DATA FOR THE TASK »

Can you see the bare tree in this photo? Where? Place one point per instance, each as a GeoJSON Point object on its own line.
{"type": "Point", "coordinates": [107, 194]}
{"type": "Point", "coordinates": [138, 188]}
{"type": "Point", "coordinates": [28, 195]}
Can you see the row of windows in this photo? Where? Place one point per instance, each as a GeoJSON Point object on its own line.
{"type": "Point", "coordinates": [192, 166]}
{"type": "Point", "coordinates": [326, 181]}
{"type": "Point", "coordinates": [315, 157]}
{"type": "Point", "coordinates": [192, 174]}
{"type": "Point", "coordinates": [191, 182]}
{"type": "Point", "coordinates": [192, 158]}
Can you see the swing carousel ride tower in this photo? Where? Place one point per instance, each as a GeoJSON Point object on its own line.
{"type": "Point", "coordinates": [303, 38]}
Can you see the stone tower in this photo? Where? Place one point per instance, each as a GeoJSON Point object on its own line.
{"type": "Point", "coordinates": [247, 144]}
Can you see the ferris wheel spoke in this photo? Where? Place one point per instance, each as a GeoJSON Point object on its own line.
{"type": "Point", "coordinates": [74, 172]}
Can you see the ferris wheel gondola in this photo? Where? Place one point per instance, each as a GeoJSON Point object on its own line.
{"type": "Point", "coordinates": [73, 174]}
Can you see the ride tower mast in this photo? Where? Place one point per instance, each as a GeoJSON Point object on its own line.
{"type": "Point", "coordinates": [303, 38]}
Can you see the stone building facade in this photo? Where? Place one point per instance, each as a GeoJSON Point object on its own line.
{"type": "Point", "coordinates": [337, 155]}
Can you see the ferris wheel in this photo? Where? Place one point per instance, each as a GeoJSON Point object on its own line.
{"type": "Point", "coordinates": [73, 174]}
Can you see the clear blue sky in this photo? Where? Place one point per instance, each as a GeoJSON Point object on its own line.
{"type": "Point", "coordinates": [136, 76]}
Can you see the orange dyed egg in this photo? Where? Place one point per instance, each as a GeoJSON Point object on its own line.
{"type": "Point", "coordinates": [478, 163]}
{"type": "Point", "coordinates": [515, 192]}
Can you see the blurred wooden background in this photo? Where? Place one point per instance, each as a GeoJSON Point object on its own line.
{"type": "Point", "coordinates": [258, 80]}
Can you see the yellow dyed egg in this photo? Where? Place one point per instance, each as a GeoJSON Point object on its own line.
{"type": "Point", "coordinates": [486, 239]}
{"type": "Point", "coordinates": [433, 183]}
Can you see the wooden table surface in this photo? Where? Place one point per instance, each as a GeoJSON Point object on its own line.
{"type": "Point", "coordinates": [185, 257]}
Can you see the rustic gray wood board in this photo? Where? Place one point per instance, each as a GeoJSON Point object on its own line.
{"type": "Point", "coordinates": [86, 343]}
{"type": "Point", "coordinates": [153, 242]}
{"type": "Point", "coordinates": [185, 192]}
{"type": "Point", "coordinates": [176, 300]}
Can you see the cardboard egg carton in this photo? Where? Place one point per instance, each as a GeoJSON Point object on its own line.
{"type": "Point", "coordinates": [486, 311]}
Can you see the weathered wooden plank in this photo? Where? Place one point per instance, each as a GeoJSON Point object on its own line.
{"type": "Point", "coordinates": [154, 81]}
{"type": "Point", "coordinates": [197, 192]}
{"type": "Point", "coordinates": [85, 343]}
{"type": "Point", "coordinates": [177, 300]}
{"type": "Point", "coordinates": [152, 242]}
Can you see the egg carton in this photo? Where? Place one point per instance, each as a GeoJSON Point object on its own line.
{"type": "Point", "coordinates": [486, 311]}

OBJECTIVE » Could you rewrite every line of the data, starting with the line containing "Can you see the clear" and ending with the data's last line, both included, offsetting each coordinate by 29 and keeping everything else unchanged?

COMPLETE ANSWER »
Can you see the clear blue sky in this photo? Where? Place one point per instance, each as a GeoJSON Point object on its own line.
{"type": "Point", "coordinates": [165, 105]}
Can you see the orange dyed egg in this photo? Where? Place one point per instance, each as a GeoJSON Point object on its own line.
{"type": "Point", "coordinates": [507, 192]}
{"type": "Point", "coordinates": [544, 221]}
Can you see the blurred wooden background in this photo? Where? Place one point per instance, each as a GeoJSON Point object on its own line.
{"type": "Point", "coordinates": [287, 109]}
Can you see the yellow dyed egg in this photo? Where? Place one point per instance, each as a GeoJSON Point object on its own line.
{"type": "Point", "coordinates": [515, 268]}
{"type": "Point", "coordinates": [462, 212]}
Can you see the wooden table surface in this photo? Where? Place one point per instance, each as a GeoJSON Point object on its own line.
{"type": "Point", "coordinates": [214, 286]}
Can you see the rustic gray wood board in this photo? Where? Place one point per instance, each as a GeoJSON Point object on its own line.
{"type": "Point", "coordinates": [115, 372]}
{"type": "Point", "coordinates": [182, 271]}
{"type": "Point", "coordinates": [214, 221]}
{"type": "Point", "coordinates": [205, 329]}
Can you see the cardboard egg carton in this photo? Where? Place one point per instance, each as a GeoJSON Point object on its own line.
{"type": "Point", "coordinates": [515, 340]}
Can you see the weathered wooden plank in this photo? Where? Place one point per instance, each as a GeoJSON Point object on its own line.
{"type": "Point", "coordinates": [183, 110]}
{"type": "Point", "coordinates": [226, 221]}
{"type": "Point", "coordinates": [114, 372]}
{"type": "Point", "coordinates": [206, 329]}
{"type": "Point", "coordinates": [181, 271]}
Can you see the egg carton in this photo? Where? Place one point per instance, each as a GeoJSON Point object on its own line.
{"type": "Point", "coordinates": [515, 340]}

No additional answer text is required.